**DESCRIPTION OF THE TASK:** Copy the lines below, word for word, from the first through the line containing "Target: yellow equipment". Leave the pictures out.

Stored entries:
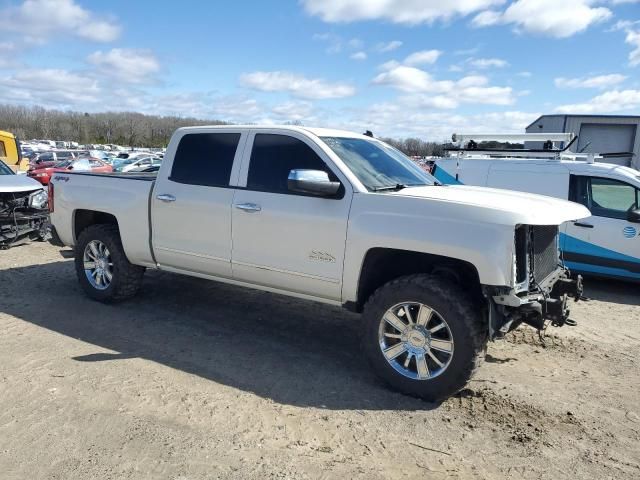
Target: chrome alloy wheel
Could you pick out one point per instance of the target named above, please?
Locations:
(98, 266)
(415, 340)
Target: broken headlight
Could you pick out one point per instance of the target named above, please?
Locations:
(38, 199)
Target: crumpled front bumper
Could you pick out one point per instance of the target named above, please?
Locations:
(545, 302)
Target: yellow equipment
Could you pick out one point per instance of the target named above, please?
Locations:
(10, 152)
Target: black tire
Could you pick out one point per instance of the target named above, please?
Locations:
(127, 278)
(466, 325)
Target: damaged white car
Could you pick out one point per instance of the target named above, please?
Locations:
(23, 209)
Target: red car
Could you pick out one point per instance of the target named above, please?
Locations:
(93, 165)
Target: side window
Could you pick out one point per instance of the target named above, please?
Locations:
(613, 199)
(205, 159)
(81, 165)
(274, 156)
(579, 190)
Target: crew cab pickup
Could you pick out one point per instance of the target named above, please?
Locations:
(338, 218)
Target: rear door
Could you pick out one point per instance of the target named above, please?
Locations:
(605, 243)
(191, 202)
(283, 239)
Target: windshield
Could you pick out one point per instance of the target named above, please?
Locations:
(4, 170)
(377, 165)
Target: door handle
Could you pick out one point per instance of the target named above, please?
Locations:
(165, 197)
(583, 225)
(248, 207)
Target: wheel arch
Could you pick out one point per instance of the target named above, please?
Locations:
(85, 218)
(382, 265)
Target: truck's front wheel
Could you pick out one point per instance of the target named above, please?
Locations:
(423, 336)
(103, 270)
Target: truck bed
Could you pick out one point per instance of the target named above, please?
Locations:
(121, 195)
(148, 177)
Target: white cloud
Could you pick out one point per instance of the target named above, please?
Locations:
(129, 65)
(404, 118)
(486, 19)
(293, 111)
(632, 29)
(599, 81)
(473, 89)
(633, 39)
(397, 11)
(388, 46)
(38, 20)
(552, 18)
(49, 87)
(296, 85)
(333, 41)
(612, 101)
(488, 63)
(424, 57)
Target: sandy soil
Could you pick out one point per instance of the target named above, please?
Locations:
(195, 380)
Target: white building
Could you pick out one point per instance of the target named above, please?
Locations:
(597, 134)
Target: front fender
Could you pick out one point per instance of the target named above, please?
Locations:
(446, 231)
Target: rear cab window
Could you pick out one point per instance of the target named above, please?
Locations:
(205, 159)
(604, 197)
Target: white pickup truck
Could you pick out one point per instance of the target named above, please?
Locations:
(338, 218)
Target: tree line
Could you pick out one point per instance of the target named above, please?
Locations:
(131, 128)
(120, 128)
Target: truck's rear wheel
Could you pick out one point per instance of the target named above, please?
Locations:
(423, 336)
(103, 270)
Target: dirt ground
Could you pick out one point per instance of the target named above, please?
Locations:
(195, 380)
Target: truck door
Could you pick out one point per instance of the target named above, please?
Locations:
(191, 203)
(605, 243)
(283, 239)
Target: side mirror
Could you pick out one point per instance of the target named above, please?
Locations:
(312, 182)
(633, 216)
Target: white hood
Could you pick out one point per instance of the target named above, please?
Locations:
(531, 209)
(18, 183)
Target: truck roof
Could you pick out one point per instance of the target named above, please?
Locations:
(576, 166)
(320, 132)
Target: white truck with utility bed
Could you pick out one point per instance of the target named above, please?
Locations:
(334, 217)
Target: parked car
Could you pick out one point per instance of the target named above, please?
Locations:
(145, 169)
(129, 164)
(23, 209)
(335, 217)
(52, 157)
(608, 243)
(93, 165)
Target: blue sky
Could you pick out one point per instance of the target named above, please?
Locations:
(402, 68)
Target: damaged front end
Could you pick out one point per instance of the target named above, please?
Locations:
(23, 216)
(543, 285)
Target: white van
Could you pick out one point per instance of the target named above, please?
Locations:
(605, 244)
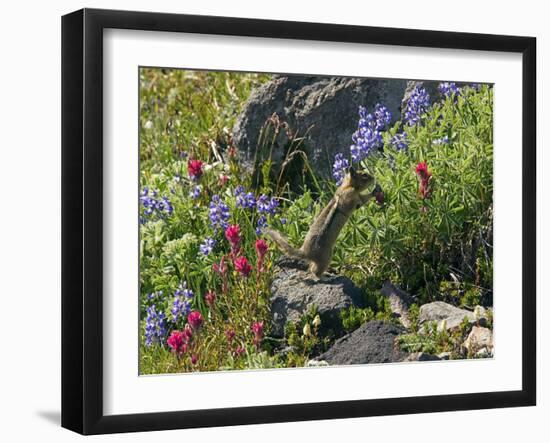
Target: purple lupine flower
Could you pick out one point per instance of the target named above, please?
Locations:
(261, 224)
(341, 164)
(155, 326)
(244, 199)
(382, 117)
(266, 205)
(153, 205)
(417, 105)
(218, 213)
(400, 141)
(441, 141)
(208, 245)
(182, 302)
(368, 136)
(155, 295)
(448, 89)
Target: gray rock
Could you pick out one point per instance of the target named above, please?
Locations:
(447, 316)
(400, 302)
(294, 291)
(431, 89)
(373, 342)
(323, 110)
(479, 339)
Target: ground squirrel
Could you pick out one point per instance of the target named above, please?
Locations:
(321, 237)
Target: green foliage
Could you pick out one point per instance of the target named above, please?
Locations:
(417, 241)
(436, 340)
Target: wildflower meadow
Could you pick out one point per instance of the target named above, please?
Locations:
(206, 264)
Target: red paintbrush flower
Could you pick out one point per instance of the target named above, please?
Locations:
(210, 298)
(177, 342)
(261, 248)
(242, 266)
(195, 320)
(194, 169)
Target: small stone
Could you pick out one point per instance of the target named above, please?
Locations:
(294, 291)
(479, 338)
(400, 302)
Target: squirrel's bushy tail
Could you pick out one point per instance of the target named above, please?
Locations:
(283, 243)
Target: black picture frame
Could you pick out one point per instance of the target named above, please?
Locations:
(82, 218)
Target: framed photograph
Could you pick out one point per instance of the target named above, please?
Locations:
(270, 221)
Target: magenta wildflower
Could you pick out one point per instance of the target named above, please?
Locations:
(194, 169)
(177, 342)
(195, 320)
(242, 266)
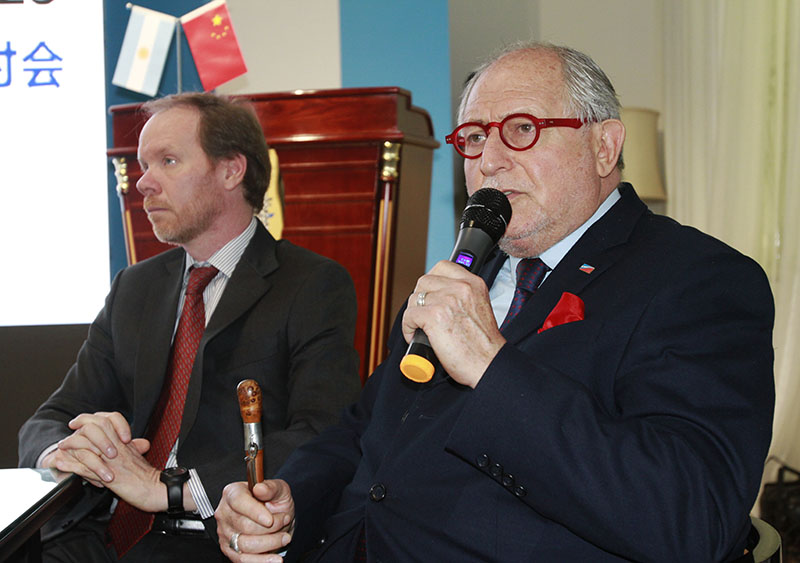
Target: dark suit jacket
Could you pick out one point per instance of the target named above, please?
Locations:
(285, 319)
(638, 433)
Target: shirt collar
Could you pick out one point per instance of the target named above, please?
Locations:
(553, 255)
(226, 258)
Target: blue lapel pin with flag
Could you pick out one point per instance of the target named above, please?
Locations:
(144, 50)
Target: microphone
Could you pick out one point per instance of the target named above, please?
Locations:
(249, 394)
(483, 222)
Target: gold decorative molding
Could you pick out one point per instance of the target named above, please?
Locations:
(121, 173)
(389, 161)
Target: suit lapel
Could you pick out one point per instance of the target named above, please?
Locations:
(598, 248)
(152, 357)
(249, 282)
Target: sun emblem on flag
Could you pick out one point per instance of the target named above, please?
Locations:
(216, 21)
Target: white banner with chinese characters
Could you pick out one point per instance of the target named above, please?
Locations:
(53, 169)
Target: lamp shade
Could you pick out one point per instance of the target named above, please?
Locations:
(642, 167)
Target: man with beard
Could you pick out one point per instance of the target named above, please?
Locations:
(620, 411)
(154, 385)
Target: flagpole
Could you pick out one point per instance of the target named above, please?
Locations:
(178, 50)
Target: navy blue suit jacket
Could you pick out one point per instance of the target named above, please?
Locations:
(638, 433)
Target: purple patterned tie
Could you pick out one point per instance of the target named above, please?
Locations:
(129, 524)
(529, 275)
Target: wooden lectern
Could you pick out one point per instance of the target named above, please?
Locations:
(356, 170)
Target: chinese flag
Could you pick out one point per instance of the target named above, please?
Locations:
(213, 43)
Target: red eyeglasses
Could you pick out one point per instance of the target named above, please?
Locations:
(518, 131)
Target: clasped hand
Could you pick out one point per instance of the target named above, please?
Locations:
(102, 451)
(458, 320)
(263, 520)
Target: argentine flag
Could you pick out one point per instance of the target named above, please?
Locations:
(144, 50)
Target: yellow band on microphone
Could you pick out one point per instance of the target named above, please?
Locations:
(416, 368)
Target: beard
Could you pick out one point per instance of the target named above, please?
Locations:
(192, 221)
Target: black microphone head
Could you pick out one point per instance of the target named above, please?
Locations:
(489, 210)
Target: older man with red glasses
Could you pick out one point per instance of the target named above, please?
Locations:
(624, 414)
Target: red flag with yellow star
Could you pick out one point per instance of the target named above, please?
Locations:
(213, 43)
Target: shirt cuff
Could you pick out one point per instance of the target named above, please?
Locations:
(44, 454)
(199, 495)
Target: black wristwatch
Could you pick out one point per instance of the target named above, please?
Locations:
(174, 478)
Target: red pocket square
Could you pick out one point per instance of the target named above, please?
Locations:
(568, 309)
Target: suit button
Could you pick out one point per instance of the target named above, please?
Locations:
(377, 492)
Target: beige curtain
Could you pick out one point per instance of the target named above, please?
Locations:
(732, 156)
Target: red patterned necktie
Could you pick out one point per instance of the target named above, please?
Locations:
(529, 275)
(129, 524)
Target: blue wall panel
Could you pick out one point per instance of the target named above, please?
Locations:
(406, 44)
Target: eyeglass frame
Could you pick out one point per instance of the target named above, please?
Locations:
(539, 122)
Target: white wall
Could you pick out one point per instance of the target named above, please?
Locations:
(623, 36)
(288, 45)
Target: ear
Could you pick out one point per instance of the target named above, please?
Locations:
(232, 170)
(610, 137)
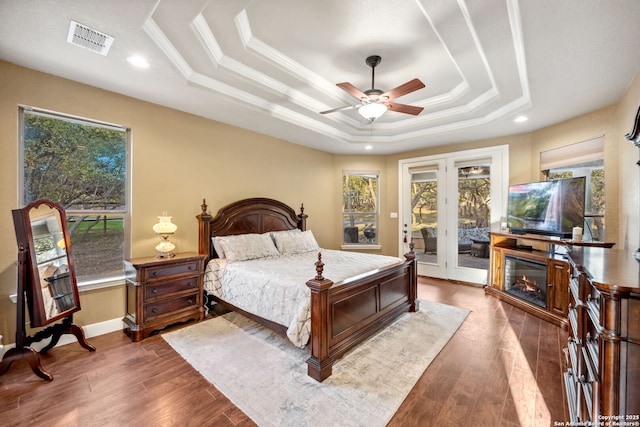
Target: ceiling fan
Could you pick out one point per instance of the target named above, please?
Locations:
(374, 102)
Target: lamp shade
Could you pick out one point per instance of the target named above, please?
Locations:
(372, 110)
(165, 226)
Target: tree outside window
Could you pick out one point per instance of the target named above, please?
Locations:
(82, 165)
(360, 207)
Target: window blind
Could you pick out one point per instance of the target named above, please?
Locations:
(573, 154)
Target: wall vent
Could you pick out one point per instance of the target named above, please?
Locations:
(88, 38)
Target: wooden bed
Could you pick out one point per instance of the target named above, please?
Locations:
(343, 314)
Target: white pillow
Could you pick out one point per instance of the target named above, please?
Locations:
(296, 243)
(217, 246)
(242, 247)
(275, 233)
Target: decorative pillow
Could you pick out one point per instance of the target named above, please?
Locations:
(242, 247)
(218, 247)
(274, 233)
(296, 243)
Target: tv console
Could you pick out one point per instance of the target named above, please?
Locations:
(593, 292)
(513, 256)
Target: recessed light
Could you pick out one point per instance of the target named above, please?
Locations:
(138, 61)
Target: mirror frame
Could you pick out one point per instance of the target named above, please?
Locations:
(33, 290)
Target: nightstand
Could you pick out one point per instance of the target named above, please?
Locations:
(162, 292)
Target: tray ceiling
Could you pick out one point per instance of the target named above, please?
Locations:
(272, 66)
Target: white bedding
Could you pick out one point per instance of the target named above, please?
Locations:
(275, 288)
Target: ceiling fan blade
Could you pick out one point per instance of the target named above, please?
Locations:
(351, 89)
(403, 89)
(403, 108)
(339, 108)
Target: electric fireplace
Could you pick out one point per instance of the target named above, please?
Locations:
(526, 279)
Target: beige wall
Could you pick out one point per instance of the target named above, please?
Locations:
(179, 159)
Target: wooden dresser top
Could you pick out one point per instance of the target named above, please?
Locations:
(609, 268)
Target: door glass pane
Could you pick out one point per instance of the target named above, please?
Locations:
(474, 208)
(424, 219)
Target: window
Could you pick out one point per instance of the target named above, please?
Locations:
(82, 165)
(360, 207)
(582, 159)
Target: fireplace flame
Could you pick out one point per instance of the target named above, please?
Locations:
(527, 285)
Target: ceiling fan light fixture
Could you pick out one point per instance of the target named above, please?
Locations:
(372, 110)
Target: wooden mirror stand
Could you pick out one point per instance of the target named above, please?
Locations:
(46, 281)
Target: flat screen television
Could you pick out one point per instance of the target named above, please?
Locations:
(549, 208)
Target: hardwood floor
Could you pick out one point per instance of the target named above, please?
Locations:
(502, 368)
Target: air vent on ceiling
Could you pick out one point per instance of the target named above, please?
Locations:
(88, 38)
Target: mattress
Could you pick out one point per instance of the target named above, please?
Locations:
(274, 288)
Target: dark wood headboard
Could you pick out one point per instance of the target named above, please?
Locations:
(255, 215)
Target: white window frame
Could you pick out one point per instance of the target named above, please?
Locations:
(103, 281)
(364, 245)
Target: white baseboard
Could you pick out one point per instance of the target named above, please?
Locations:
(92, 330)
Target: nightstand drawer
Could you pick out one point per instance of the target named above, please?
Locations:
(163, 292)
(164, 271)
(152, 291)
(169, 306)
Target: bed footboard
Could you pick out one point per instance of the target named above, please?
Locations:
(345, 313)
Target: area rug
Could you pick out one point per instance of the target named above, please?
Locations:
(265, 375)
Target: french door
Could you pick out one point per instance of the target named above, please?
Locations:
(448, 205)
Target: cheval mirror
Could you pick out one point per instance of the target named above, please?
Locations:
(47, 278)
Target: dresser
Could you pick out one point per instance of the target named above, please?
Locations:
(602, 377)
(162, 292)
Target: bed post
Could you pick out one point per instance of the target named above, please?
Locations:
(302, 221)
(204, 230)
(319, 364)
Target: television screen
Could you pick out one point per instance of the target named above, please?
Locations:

**YOUR RESPONSE:**
Target: chrome alloy wheel
Could you pick out one point per instance of the target named above, please?
Locations:
(98, 266)
(415, 340)
Target: broken headlight
Could you pick out one point per instance of the target named above, please?
Locations:
(38, 199)
Target: crumpled front bumper
Could you pick out one point per instance of the target named above, please?
Locations:
(545, 302)
Target: yellow equipment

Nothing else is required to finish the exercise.